▶ WORK INSTRUCTIONS
Repeat the listing in full, word for word.
>> Begin
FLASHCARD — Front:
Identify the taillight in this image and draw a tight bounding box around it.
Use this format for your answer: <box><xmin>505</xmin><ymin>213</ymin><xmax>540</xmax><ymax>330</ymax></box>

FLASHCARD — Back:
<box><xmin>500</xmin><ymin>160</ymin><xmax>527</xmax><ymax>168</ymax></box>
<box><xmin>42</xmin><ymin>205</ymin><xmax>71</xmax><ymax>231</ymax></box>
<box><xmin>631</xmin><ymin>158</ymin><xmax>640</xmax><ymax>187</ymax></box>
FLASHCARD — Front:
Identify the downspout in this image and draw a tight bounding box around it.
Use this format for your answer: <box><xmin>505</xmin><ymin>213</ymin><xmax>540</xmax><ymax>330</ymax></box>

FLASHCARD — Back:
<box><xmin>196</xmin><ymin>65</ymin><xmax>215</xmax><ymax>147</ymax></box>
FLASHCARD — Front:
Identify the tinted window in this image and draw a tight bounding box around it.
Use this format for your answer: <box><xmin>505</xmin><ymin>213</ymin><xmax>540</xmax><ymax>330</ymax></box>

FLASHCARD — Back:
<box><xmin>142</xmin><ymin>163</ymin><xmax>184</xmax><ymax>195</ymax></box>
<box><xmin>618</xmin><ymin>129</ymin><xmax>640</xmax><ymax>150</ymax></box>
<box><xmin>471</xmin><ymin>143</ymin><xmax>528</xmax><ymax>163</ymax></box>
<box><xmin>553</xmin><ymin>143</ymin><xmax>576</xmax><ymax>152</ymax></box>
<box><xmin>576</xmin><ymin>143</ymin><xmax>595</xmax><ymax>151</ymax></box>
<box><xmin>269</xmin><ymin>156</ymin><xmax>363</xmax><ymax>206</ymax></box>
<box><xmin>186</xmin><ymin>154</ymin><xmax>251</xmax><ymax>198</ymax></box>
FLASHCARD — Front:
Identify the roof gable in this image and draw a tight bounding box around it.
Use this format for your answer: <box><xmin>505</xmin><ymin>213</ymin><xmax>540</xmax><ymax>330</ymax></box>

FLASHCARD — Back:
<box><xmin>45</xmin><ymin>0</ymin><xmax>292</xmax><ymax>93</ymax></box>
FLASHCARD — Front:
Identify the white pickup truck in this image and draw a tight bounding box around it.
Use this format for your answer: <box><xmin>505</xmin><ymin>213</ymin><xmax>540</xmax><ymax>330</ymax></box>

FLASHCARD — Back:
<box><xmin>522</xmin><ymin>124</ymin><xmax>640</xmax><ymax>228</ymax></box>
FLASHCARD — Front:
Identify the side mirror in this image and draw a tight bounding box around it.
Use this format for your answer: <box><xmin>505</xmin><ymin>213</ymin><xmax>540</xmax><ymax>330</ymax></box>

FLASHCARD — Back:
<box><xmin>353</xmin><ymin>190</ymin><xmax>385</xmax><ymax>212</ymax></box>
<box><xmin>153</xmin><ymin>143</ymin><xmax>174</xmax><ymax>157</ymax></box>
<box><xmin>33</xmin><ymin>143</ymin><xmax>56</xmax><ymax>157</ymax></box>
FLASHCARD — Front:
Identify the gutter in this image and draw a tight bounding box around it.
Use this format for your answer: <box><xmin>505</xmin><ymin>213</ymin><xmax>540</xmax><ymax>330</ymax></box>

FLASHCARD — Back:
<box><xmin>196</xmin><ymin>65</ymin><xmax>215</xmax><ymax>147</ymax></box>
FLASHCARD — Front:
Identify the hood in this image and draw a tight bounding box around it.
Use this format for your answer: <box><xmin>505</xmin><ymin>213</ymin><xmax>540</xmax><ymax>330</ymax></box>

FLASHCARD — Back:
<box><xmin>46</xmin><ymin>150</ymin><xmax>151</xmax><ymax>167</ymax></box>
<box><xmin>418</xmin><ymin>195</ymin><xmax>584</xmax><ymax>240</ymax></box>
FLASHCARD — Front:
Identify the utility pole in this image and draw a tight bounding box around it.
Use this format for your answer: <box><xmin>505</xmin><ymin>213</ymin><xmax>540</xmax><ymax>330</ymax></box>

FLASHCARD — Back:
>> End
▶ FINISHED TASK
FLASHCARD — Front:
Identify the taillight in this image and draw a tight bounding box around it.
Use this format for your answer: <box><xmin>505</xmin><ymin>213</ymin><xmax>540</xmax><ymax>330</ymax></box>

FLASHCARD — Back:
<box><xmin>500</xmin><ymin>160</ymin><xmax>527</xmax><ymax>168</ymax></box>
<box><xmin>42</xmin><ymin>205</ymin><xmax>71</xmax><ymax>231</ymax></box>
<box><xmin>631</xmin><ymin>158</ymin><xmax>640</xmax><ymax>187</ymax></box>
FLASHCARD — Front:
Identify the downspout in this image and draw a tight bounding box around it.
Use this format for your answer: <box><xmin>505</xmin><ymin>213</ymin><xmax>540</xmax><ymax>330</ymax></box>

FLASHCARD — Back:
<box><xmin>196</xmin><ymin>65</ymin><xmax>215</xmax><ymax>147</ymax></box>
FLASHCARD — Front:
Identify the tinted window in this image and draw a tight bounding box around it.
Use this format for your answer: <box><xmin>505</xmin><ymin>213</ymin><xmax>540</xmax><ymax>330</ymax></box>

FLASHCARD — Back:
<box><xmin>142</xmin><ymin>163</ymin><xmax>184</xmax><ymax>195</ymax></box>
<box><xmin>618</xmin><ymin>129</ymin><xmax>640</xmax><ymax>150</ymax></box>
<box><xmin>471</xmin><ymin>143</ymin><xmax>528</xmax><ymax>163</ymax></box>
<box><xmin>553</xmin><ymin>143</ymin><xmax>576</xmax><ymax>152</ymax></box>
<box><xmin>576</xmin><ymin>143</ymin><xmax>595</xmax><ymax>151</ymax></box>
<box><xmin>269</xmin><ymin>156</ymin><xmax>363</xmax><ymax>206</ymax></box>
<box><xmin>186</xmin><ymin>154</ymin><xmax>251</xmax><ymax>198</ymax></box>
FLASHCARD — Front:
Identify the roof gable in this image and draw a tight bounding box around it.
Use this format for your answer: <box><xmin>505</xmin><ymin>213</ymin><xmax>540</xmax><ymax>330</ymax></box>

FLASHCARD — Back:
<box><xmin>45</xmin><ymin>0</ymin><xmax>292</xmax><ymax>93</ymax></box>
FLASHCARD — Front:
Identify the white pickup truck in this image and draw a tight bounding box around it.
Use this format for your answer: <box><xmin>505</xmin><ymin>213</ymin><xmax>540</xmax><ymax>330</ymax></box>

FLASHCARD — Back:
<box><xmin>522</xmin><ymin>124</ymin><xmax>640</xmax><ymax>228</ymax></box>
FLASHCARD — Front:
Identify the side mirror in this image and draw a tight bounding box around it.
Use this format for your answer: <box><xmin>505</xmin><ymin>213</ymin><xmax>540</xmax><ymax>330</ymax></box>

FLASHCARD — Back:
<box><xmin>353</xmin><ymin>190</ymin><xmax>385</xmax><ymax>212</ymax></box>
<box><xmin>153</xmin><ymin>143</ymin><xmax>174</xmax><ymax>157</ymax></box>
<box><xmin>33</xmin><ymin>143</ymin><xmax>56</xmax><ymax>157</ymax></box>
FLASHCARD — Front:
Identify the gutter in this image and draw a tight bounding box around it.
Use this format for your answer: <box><xmin>505</xmin><ymin>213</ymin><xmax>540</xmax><ymax>330</ymax></box>

FLASHCARD — Back:
<box><xmin>196</xmin><ymin>65</ymin><xmax>215</xmax><ymax>147</ymax></box>
FLASHCARD — Front:
Identify the hood in this image and draw a tight bounding box around it.
Use this format for your answer: <box><xmin>505</xmin><ymin>213</ymin><xmax>540</xmax><ymax>330</ymax></box>

FLASHCARD — Back:
<box><xmin>46</xmin><ymin>150</ymin><xmax>151</xmax><ymax>167</ymax></box>
<box><xmin>418</xmin><ymin>195</ymin><xmax>584</xmax><ymax>240</ymax></box>
FLASHCARD — Front:
Identify the utility pole in this image and draw a tight bounding box around it.
Use this format for your answer: <box><xmin>505</xmin><ymin>213</ymin><xmax>540</xmax><ymax>330</ymax></box>

FLASHCARD — Back:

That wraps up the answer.